Goal 1
Please change "tag" to "mark" in the listing, beginning at the line that contains "of the dark" and stopping after the last line of the listing. Reproduce those lines with everything else unchanged.

--- BEGIN Extract provided ---

Chicago Sun-Times

REX- IT STRATEGY

Trump considers plan to replace secretary of state with CIA chief

- BY JOSH LEDERMAN AND JILL COLVIN

Associated Press

WASHINGTON — After months of clashes on policy and personalit­y, President Donald Trump is considerin­g ousting Secretary of State Rex Tillerson and replacing him with hard- nosed CIA Director Mike Pompeo following less than a year on the job, senior U. S. officials said Thursday as turmoil within Trump’s national security team burst into the open.

The White House plan, which Trump has not yet signed off on, would force a major realignmen­t early in his term, also creating a vacancy atop the CIA that officials said could be filled by Republican Sen. Tom Cotton of Arkansas. The overhaul could produce a significan­t shift in both the tone and direction of the president’s foreign policy, removing it from the understate­d former oil man whose style has never fit well with Trump’s.

It is exceedingl­y rare for a secretary of state, America’s face on the global stage, to be fired or to serve for a year or less. Nor is it common for presidents to have such a significan­t Cabinet revamp so soon after taking office. Too much churn could fuel the perception of chaos in the Trump White House — perhaps one reason he has yet to pull the trigger.

Tillerson’s likely ouster, which was first reported by the New York Times, loomed awkwardly over an Oval Office meeting Thursday between Trump and the visiting Bahraini crown prince. Asked by a reporter whether he wanted Tillerson to stay on the job, Trump was coy, merely pointing out that Tillerson was in fact in the building.

“He’s here. Rex is here,” the president said.

Timing for any move was uncertain.

Defense Secretary Jim Mattis, Tillerson’s closest ally in the administra­tion, simply brushed off the report. “There’s nothing to it,” he said when asked.

White House spokeswoma­n Sarah Huckabee Sanders didn’t deny it, but she did suggest that no move was imminent.

--- END Extract provided ---
--- BEGIN Data extract ---

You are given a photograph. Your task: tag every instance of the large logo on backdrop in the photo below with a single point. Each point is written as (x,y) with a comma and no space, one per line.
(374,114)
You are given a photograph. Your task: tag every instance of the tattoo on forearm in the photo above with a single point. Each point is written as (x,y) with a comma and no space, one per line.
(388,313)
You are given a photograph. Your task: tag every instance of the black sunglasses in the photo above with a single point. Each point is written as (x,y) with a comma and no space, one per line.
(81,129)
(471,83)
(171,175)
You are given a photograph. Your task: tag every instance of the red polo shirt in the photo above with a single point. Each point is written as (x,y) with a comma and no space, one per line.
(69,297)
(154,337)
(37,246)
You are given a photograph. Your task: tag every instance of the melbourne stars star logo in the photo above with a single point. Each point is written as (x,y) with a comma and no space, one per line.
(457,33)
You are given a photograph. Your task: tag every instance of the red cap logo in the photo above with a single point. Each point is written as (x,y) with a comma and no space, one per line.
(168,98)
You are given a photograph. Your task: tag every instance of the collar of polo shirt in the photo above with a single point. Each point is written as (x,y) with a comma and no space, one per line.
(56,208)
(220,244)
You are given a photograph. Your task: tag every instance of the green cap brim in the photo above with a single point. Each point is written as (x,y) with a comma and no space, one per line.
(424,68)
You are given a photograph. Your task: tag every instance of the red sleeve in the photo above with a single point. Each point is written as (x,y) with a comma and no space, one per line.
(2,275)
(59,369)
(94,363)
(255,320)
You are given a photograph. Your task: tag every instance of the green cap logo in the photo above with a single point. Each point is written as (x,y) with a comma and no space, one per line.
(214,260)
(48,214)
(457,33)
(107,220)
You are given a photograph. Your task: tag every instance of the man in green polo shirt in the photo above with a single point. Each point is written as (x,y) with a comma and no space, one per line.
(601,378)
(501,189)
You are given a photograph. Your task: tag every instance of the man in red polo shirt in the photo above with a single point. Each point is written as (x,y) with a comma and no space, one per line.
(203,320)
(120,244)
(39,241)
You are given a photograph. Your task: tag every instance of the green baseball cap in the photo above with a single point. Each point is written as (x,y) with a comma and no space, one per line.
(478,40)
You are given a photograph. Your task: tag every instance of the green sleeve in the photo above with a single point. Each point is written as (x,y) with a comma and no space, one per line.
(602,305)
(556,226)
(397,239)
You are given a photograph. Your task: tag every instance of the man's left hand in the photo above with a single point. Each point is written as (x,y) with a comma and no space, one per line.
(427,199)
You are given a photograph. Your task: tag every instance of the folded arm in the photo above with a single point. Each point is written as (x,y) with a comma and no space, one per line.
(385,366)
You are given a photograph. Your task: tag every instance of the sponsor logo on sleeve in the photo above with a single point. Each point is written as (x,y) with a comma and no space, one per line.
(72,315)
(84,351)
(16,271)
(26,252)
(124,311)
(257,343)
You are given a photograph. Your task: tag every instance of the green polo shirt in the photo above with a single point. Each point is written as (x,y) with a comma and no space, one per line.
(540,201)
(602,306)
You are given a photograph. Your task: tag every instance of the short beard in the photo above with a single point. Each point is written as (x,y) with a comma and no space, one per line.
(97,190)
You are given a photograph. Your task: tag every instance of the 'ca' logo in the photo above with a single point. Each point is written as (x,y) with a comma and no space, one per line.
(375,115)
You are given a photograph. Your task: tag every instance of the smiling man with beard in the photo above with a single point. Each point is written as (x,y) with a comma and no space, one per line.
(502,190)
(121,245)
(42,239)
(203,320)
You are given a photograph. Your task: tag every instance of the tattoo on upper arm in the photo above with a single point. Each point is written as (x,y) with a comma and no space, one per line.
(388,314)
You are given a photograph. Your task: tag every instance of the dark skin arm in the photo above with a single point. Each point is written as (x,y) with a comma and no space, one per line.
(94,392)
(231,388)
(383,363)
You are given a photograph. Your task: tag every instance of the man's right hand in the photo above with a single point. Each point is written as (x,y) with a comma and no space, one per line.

--- END Data extract ---

Goal 2
Extend the news report on Trump weighing a replacement for Secretary of State Rex Tillerson, starting right after its final sentence.

Final result 1
You are given a photograph. Your task: mark every instance of the dark skin arm in the photo above with a single point. Each point is written as (x,y) with a comma and no space, one per line.
(94,392)
(231,388)
(383,363)
You are given a photograph. Your task: mark every instance of the man's right hand in the photo above with a single point. Each point is written as (x,y) with a comma and no space, one per line.

Final result 2
Friction between the president and the nation’s top diplomat has grown increasing­ly public through the year.

After a report last month that Tillerson had called the president a “moron,” Tillerson was forced to appear before cameras at the State Department to pledge fealty his boss. Soon after, Trump publicly challenged his secretary to an IQ match.

When Tillerson, who left his job as Exxon Mobil’s CEO, was tapped for the job late last year, many Trump critics expressed quiet relief that he’d picked a sober “adult” who could form a counterwei­ght to the president’s brasher, impulsive approach, especially on critical matters of war and peace.

Yet divisions on key foreign policy issues emerged quickly, and Trump has repeatedly undermined Tillerson by voicing positions at odds with those the State Department was pushing.

When Tillerson in June called on Arab nations to ease their blockade on Qatar, Trump emerged in the Rose Garden hours later to lambaste Qatar for funding terrorism. Trump also deemed diplomacy with North Korea a waste of time, when Tillerson was pursuing just that. Tillerson’s advice to Trump to stay in the Paris climate deal and certify Iran’s compliance with the nuclear deal was similarly overruled.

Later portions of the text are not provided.